** PÁGINA **
#####

Há três espécies de escravidão: por natureza, por constrangimento e por livre vontade. Por natureza, todas as criaturas são escravas de Deus: “Domini est terra et plenitudo eius” (Sl 23, 1). Os demônios e os réprobos são escravos por constrangimento; e os justos e os santos o são por livre e espontânea vontade. A escravidão voluntária é a mais perfeita, a mais gloriosa aos olhos de Deus, que olha o coração (1 Rs 16, 7), que pede o coração (Prov 23, 26) e que é chamado o Deus do coração (Sl 72, 26) ou da vontade amorosa, porque, por esta escravidão, escolhe‑se, sobre todas as coisas, a Deus e seu serviço, ainda quando não o obriga a natureza.

A diferença entre um servo e um escravo é total:

1º Um servo não dá a seu patrão tudo o que é, tudo o que possui ou pode adquirir por outrem ou por si mesmo; mas um escravo se dá integralmente a seu senhor com tudo o que possui ou possa adquirir sem nenhuma exceção.

2º O servo exige salário pelos serviços que presta a seu patrão; o escravo, porém, nada pode exigir, seja qual for a assiduidade, a habilidade, a força que empregue no trabalho.

3º O servo pode deixar o patrão quando quiser, ou ao menos quando expirar o tempo de serviço, mas o escravo não tem esse direito.

#####

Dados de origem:
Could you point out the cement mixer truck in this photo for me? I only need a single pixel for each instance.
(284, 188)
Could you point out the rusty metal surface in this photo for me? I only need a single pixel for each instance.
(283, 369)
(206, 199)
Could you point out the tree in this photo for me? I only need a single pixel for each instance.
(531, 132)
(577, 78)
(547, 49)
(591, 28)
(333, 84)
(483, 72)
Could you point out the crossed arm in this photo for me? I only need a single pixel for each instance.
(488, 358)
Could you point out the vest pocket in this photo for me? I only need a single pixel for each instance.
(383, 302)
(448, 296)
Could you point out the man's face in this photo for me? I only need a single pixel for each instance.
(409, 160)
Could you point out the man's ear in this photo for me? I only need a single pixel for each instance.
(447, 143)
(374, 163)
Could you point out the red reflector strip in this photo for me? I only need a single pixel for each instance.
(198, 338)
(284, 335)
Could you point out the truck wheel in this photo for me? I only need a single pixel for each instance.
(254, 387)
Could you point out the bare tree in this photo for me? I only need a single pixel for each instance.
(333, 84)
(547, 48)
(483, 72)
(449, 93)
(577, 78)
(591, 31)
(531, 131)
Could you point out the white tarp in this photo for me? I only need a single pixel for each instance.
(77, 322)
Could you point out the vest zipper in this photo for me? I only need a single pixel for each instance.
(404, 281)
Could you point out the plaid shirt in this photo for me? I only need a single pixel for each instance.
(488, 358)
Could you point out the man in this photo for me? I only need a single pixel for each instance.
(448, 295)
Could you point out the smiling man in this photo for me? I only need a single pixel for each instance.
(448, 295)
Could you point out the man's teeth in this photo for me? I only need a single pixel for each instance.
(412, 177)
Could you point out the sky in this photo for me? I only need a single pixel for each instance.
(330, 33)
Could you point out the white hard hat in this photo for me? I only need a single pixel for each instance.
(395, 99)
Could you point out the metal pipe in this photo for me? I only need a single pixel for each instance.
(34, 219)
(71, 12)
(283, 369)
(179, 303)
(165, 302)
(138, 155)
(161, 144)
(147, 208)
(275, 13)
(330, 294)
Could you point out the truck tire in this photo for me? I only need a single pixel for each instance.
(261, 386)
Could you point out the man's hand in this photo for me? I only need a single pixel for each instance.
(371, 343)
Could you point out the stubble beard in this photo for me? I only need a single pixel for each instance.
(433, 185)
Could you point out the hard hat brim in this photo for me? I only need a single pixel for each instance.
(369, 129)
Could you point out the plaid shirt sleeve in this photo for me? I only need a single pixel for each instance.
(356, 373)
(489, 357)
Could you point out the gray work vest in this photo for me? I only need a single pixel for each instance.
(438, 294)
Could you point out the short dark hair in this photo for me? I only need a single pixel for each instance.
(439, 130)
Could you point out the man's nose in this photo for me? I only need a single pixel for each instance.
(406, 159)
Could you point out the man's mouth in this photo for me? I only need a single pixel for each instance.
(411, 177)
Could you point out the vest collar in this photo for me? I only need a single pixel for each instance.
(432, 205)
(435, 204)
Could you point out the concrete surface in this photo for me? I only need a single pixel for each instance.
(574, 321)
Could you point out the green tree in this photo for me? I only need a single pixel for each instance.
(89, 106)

#####

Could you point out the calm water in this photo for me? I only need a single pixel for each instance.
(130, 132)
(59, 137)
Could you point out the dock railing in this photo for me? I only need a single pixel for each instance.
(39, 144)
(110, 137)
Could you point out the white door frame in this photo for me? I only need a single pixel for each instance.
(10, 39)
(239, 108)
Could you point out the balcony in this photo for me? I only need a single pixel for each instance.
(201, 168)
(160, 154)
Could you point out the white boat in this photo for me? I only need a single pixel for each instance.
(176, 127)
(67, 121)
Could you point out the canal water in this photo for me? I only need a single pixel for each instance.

#####

** INSTRUÇÕES DO EXERCÍCIO **
[1] No texto sobre as espécies de escravidão, quais são as três espécies apontadas?
[2] Prolongue o texto sobre as espécies de escravidão a partir da última frase apresentada.
O material não tem relação com o texto sobre as espécies de escravidão.

** CONJUNTO DE RESPOSTAS **
[1] Por natureza, por constrangimento e por livre vontade.

[2]
4º O patrão não tem sobre o servo direito algum de vida e morte, de modo que, se o matasse como mata um de seus animais de carga, cometeria um homicídio; mas, pelas leis, o senhor tem sobre o escravo o poder de vida e morte; de modo que pode vendê‑lo a quem o quiser, ou matá‑lo, como, sem comparação, o faria a seu cavalo. (A lei natural, a lei mosaica e as leis modernas não reconhecem tal direito, a não ser por um mandato especial do soberano Senhor da vida e da morte. O bem aventurado se coloca aqui simplesmente do ponto de vista do fato, conforme as leis civis dos países em que vigorava a escravidão (Cf. Secret de Marie, p. 34). Abstraindo da moralidade do ato, seu fito é mostrar, por um exemplo, a total dependência de que fala.)

5º O servo, enfim, só por algum tempo fica a serviço de um patrão, enquanto o escravo o é para sempre.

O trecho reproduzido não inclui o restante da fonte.